Transcribe the stretch of rows from the start through the line containing "56L117 56L116 52L109", with every character unchanged.

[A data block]
────

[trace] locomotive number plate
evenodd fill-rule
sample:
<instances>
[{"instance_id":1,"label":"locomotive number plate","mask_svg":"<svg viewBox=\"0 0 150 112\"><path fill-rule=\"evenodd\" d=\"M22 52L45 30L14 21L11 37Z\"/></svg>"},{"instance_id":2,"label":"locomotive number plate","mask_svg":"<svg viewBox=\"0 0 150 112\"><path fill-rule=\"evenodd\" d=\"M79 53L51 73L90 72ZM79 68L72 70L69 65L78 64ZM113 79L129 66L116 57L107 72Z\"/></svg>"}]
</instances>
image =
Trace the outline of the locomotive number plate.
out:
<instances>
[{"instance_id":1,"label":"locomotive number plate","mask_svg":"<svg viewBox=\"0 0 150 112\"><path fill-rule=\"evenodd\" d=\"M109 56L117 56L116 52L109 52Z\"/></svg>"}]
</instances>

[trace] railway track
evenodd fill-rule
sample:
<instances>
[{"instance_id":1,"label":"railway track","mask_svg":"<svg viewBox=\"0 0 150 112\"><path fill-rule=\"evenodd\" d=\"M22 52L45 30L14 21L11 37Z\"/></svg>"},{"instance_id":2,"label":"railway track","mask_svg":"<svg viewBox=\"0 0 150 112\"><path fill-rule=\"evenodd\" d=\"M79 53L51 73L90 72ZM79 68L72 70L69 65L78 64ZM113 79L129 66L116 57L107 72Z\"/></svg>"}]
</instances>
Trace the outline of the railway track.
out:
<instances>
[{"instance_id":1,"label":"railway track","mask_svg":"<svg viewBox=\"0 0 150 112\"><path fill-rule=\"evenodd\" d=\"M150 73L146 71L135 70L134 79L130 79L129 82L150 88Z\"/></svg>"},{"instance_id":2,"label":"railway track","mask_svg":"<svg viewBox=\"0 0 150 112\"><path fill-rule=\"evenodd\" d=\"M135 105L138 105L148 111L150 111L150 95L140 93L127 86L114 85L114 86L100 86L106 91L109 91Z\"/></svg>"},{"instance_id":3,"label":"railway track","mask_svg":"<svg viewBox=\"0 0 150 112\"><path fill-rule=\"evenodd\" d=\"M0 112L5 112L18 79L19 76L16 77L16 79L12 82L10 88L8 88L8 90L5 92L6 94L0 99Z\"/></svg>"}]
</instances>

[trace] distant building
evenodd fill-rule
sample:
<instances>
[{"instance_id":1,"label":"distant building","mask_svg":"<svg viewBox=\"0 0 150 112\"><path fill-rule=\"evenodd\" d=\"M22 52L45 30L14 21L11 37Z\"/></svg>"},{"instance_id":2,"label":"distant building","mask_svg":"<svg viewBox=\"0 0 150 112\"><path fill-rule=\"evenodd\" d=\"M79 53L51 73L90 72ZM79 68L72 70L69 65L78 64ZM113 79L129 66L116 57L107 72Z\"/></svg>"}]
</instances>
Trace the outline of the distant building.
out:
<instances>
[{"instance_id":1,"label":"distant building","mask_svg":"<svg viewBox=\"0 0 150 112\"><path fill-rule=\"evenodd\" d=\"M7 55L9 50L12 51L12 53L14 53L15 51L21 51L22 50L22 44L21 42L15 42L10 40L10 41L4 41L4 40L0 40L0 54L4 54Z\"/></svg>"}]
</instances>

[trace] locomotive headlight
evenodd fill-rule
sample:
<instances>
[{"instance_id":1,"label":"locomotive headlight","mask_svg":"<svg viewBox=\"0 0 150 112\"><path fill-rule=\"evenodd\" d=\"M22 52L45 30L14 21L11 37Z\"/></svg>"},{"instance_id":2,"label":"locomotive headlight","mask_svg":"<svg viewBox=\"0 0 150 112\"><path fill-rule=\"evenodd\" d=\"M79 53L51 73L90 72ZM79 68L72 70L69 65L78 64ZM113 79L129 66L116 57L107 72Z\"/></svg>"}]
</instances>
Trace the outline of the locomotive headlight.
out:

────

**RESULT FOR THIS TASK:**
[trace] locomotive number plate
evenodd fill-rule
sample:
<instances>
[{"instance_id":1,"label":"locomotive number plate","mask_svg":"<svg viewBox=\"0 0 150 112\"><path fill-rule=\"evenodd\" d=\"M22 52L45 30L14 21L11 37Z\"/></svg>"},{"instance_id":2,"label":"locomotive number plate","mask_svg":"<svg viewBox=\"0 0 150 112\"><path fill-rule=\"evenodd\" d=\"M79 53L51 73L90 72ZM79 68L72 70L69 65L78 64ZM113 79L129 66L116 57L107 72Z\"/></svg>"}]
</instances>
image =
Trace the outline of the locomotive number plate.
out:
<instances>
[{"instance_id":1,"label":"locomotive number plate","mask_svg":"<svg viewBox=\"0 0 150 112\"><path fill-rule=\"evenodd\" d=\"M109 56L117 56L116 52L109 52Z\"/></svg>"}]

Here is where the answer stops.